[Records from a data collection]

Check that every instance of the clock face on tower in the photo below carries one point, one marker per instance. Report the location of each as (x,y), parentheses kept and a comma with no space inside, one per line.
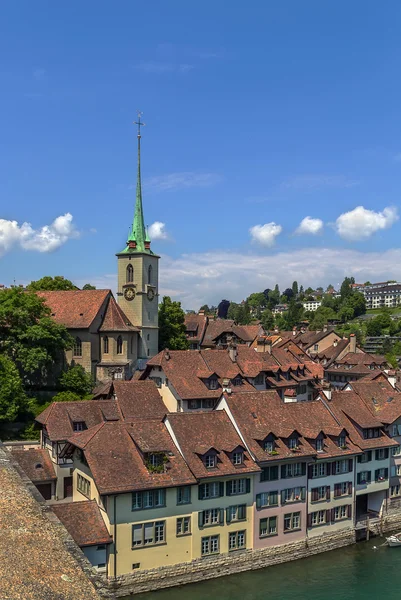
(129,293)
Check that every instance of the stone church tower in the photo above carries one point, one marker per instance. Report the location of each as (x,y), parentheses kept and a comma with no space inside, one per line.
(138,277)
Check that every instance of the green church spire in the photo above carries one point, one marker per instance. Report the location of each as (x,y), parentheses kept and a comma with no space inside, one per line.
(138,239)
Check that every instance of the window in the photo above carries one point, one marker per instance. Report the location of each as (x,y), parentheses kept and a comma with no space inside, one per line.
(238,458)
(268,527)
(184,494)
(236,513)
(319,470)
(210,545)
(292,521)
(341,512)
(183,526)
(293,495)
(381,475)
(363,477)
(318,518)
(148,534)
(320,493)
(266,499)
(214,489)
(79,426)
(211,516)
(269,473)
(343,489)
(83,485)
(293,470)
(130,274)
(77,347)
(268,446)
(238,486)
(236,540)
(210,461)
(319,445)
(148,499)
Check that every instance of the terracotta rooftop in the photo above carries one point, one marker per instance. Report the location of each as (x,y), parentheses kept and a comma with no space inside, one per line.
(36,464)
(83,522)
(115,319)
(76,309)
(116,454)
(197,433)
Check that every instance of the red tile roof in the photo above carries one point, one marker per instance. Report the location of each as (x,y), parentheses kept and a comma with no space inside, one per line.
(115,319)
(115,455)
(36,464)
(76,309)
(196,433)
(84,522)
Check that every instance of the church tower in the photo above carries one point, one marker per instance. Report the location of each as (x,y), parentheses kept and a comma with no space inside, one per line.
(138,275)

**Required work**
Nothing but the lines from the one with "Check that every instance of the church" through the end of the data above should be repeated, each exactly as it stands.

**Reply**
Check that every instance of the church tower in the photo above carries one point, one marker per instance. Report the location of each as (x,y), parentheses kept and a comma with no space inside, one per line.
(138,275)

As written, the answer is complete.